▶ _YOUR INSTRUCTIONS_: In the abstract on contractile dysfunction in hypothyroid ventricular myocytes, by what percentage was the Ca 2+ transient amplitude blunted?

Underlying mechanism of the contractile dysfunction in atrophied ventricular myocytes from a murine model of hypothyroidism Academic Article in Scopus uri icon


  • © 2018 Elsevier Ltd Hypothyroidism (Hypo) is a risk factor for cardiovascular diseases, including heart failure. Hypo rapidly induces Ca 2+ mishandling and contractile dysfunction (CD), as well as atrophy and ventricular myocytes (VM) remodeling. Hypo decreases SERCA-to-phospholamban ratio (SERCA/PLB), and thereby contributes to CD. Nevertheless, detailed spatial and temporal Ca 2+ cycling characterization in VM is missing, and contribution of other structural and functional changes to the mechanism underlying Ca 2+ mishandling and CD, as transverse tubules (T-T) remodeling, mitochondrial density (D mit ) and energy availability, is unclear. Therefore, in a rat model of Hypo, we aimed to characterize systolic and diastolic Ca 2+ signaling, T-T remodeling, D mit , citrate synthase (CS) activity and high-energy phosphate metabolites (ATP and phosphocreatine). We confirmed a decrease in SERCA/PLB (59%), which slowed SERCA activity (48%), reduced SR Ca 2+ (19%) and blunted Ca 2+ transient amplitude (41%). Moreover, assessing the rate of SR Ca 2+ release (dRel/dt), we found that early and maximum dRel/dt decreased, and this correlated with staggered Ca 2+ transients. However, dRel/dt persisted during Ca 2+ transient relaxation due to abundant late Ca 2+ sparks. Isoproterenol significantly up-regulated systolic Ca 2+ cycling. T-T were unchanged, hence, cannot explain staggered Ca 2+ transients and altered dRel/dt. Therefore, we suggest that these might be caused by RyR2 clusters desynchronization, due to diminished Ca 2+ -dependent sensitivity of RyR2, which also caused a decrease in diastolic SR Ca 2+ leak. Furthermore, D mit was unchanged and CS activity slightly decreased (14%), however, the ratio phosphocreatine/ATP did not change, therefore, energy deficiency cannot account for Ca 2+ and contractility dysregulation. We conclude that decreased SR Ca 2+ , due to slower SERCA, disrupts systolic RyR2 synchronization, and this underlies CD.

▶ _Collected data_:
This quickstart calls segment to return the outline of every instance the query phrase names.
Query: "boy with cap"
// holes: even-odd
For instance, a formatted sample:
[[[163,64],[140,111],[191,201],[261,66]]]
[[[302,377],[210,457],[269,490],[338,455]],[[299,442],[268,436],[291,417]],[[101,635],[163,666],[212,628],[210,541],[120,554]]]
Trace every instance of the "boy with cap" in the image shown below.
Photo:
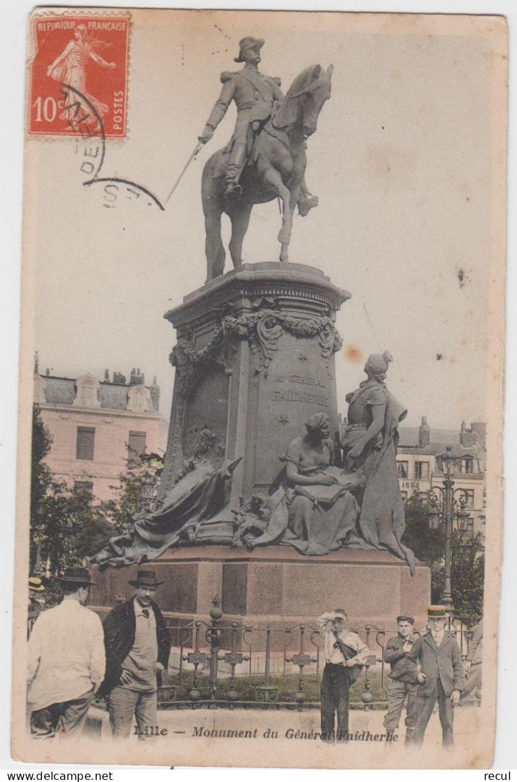
[[[465,686],[463,662],[458,644],[445,630],[447,615],[442,605],[427,609],[428,633],[416,640],[407,659],[419,664],[417,675],[417,723],[413,744],[421,747],[427,723],[438,700],[442,743],[452,746],[453,707],[459,703]]]
[[[321,679],[321,741],[346,742],[348,734],[350,688],[372,652],[358,635],[346,629],[342,608],[318,618],[323,633],[325,665]],[[337,712],[337,734],[335,715]]]
[[[92,582],[86,568],[59,579],[63,601],[34,622],[28,649],[27,705],[33,738],[77,741],[104,676],[102,625],[84,608]]]
[[[413,648],[416,637],[413,637],[412,616],[397,616],[398,633],[390,638],[384,650],[384,662],[391,667],[389,674],[391,679],[388,692],[388,710],[384,717],[386,741],[392,741],[399,726],[400,714],[406,704],[406,740],[405,744],[411,743],[416,726],[417,665],[407,659]]]
[[[114,737],[127,738],[133,716],[139,739],[153,737],[157,726],[157,677],[167,671],[171,638],[153,600],[163,581],[139,570],[129,583],[133,597],[116,605],[104,622],[106,671],[100,694],[108,696]]]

▶ _EXERCISE SOLUTION_: 41%